Directions |
Repeat the material verbatim. Images are excluded from the copy.

################

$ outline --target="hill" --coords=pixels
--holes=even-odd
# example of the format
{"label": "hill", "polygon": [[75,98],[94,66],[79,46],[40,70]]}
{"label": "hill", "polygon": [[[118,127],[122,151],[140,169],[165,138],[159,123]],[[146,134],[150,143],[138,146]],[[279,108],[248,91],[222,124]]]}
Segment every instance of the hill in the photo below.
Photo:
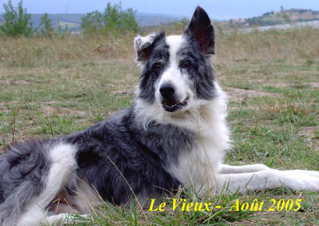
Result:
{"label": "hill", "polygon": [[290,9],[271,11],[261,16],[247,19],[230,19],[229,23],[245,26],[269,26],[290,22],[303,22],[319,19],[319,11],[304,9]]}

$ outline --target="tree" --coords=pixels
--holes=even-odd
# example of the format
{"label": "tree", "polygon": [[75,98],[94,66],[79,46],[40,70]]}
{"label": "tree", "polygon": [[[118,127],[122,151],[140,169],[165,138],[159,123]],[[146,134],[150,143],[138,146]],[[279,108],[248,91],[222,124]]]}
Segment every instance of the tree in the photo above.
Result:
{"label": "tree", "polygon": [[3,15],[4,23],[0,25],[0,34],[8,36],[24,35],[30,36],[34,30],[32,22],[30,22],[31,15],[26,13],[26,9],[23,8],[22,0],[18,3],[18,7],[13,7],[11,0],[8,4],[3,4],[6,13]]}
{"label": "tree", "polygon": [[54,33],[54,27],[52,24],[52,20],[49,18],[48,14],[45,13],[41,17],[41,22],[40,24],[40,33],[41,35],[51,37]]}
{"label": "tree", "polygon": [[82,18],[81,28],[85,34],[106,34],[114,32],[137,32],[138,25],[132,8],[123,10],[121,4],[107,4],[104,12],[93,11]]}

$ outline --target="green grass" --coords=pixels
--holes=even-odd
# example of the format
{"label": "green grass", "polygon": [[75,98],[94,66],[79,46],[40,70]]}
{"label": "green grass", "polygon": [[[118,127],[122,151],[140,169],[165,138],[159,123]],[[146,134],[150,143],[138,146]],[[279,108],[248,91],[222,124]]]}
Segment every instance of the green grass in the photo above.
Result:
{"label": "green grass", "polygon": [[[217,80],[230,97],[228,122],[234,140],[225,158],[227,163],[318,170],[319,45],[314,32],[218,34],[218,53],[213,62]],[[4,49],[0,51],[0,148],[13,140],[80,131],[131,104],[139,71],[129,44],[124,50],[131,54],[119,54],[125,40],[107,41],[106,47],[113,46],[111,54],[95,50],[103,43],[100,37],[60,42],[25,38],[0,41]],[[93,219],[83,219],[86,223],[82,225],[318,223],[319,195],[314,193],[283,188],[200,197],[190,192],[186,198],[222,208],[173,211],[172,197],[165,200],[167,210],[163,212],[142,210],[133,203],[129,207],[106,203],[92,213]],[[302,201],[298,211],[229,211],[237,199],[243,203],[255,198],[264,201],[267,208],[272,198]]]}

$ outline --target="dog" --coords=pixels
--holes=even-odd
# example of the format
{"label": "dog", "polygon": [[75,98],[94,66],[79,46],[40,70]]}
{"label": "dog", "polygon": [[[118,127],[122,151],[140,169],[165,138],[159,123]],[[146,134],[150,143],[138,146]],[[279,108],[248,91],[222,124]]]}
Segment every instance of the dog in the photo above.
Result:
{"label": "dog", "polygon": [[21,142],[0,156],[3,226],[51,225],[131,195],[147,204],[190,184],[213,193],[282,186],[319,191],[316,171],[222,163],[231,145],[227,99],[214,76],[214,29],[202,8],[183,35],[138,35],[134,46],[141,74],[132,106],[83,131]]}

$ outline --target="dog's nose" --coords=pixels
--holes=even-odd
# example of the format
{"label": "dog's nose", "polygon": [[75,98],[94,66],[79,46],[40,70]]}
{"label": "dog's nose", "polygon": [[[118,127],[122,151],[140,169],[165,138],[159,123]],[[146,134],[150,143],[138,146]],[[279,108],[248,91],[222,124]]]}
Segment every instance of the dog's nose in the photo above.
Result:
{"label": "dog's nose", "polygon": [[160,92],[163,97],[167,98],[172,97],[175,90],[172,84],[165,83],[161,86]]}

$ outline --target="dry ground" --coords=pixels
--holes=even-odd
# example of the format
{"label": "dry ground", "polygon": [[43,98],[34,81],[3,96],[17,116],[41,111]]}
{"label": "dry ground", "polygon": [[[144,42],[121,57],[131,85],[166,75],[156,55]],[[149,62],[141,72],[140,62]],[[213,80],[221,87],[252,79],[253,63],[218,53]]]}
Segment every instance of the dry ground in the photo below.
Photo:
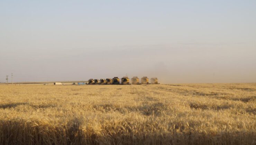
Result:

################

Solution below |
$ outline --target="hill" --coords=pixels
--holes=even-odd
# example of the format
{"label": "hill", "polygon": [[75,98],[94,66],[79,46],[40,70]]}
{"label": "hill", "polygon": [[[118,127],[122,151],[140,169],[165,138],[159,123]],[[146,134],[150,143],[138,146]],[[279,108],[248,91],[222,124]]]}
Segment every instance of the hill in the photo below.
Photo:
Result:
{"label": "hill", "polygon": [[290,9],[271,11],[261,16],[247,19],[230,19],[229,23],[245,26],[269,26],[290,22],[303,22],[319,19],[319,11],[304,9]]}

$ outline --target="tree" --coords=pixels
--holes=even-odd
# example of the format
{"label": "tree", "polygon": [[75,98],[94,66],[79,46],[40,70]]}
{"label": "tree", "polygon": [[[118,127],[122,151],[140,169],[165,138],[159,123]],[[146,134],[150,143],[138,146]],[[279,108],[248,91],[222,124]]]}
Segment every instance of the tree in the photo above.
Result:
{"label": "tree", "polygon": [[3,15],[4,23],[0,25],[0,34],[8,36],[24,35],[30,36],[34,30],[32,22],[30,22],[31,15],[26,13],[26,9],[23,8],[22,0],[18,3],[18,7],[13,7],[11,0],[8,4],[3,4],[6,13]]}
{"label": "tree", "polygon": [[54,33],[54,27],[52,24],[52,20],[49,18],[48,14],[45,13],[41,17],[41,22],[40,24],[40,33],[41,35],[51,37]]}
{"label": "tree", "polygon": [[82,18],[81,28],[85,34],[106,34],[114,32],[137,32],[138,25],[132,8],[123,10],[121,4],[107,4],[104,12],[93,11]]}

$ outline --target="green grass" --coords=pixels
--holes=even-odd
# example of the format
{"label": "green grass", "polygon": [[75,98],[94,66],[79,46],[40,70]]}
{"label": "green grass", "polygon": [[[118,127],[122,151],[140,169],[165,138],[159,123]],[[146,134],[150,143],[138,146]],[[279,108],[248,91],[222,124]]]}
Segment every instance of the green grass in the photo above.
Result:
{"label": "green grass", "polygon": [[[217,80],[230,97],[228,122],[234,140],[225,158],[227,163],[318,170],[319,45],[314,32],[218,34],[218,53],[213,62]],[[4,49],[0,51],[0,148],[13,140],[80,131],[131,104],[139,71],[129,44],[124,50],[131,54],[119,54],[125,40],[107,41],[106,47],[113,46],[111,54],[95,50],[103,43],[100,37],[60,42],[25,38],[0,41]],[[93,219],[83,219],[86,223],[82,225],[318,223],[319,195],[314,193],[283,188],[200,197],[190,192],[186,198],[222,208],[173,211],[172,197],[165,200],[167,210],[163,212],[142,210],[133,203],[129,207],[106,203],[92,213]],[[302,201],[298,211],[229,211],[237,199],[243,203],[255,198],[264,201],[267,208],[272,198]]]}

$ outline --target="dog" --coords=pixels
--holes=even-odd
# example of the format
{"label": "dog", "polygon": [[75,98],[94,66],[79,46],[40,70]]}
{"label": "dog", "polygon": [[[118,127],[122,151],[140,169],[165,138],[159,123]],[[146,134],[150,143],[138,146]],[[279,108],[248,91],[222,124]]]}
Segment every instance of the dog in the photo above.
Result:
{"label": "dog", "polygon": [[21,142],[0,156],[3,226],[51,225],[131,195],[147,204],[190,184],[213,193],[282,186],[319,191],[316,171],[222,163],[231,145],[227,99],[214,76],[214,29],[202,8],[183,35],[138,35],[134,46],[141,74],[132,106],[83,131]]}

$ outline --target="dog's nose" --coords=pixels
--holes=even-odd
# example of the format
{"label": "dog's nose", "polygon": [[75,98],[94,66],[79,46],[40,70]]}
{"label": "dog's nose", "polygon": [[[118,127],[122,151],[140,169],[165,138],[159,123]],[[146,134],[150,143],[138,146]],[[279,108],[248,91],[222,124]]]}
Segment every instance of the dog's nose in the photo above.
Result:
{"label": "dog's nose", "polygon": [[160,92],[163,97],[167,98],[172,97],[175,90],[172,84],[165,83],[161,86]]}

$ outline --target="dry ground" --coords=pixels
--holes=even-odd
# example of the format
{"label": "dry ground", "polygon": [[43,98],[34,81],[3,96],[17,116],[41,111]]}
{"label": "dry ground", "polygon": [[[144,42],[121,57],[131,85],[166,75],[156,55]],[[149,62],[141,72],[140,62]],[[213,80],[221,87],[252,79],[253,63],[218,53]]]}
Segment every instance of the dry ground in the photo below.
Photo:
Result:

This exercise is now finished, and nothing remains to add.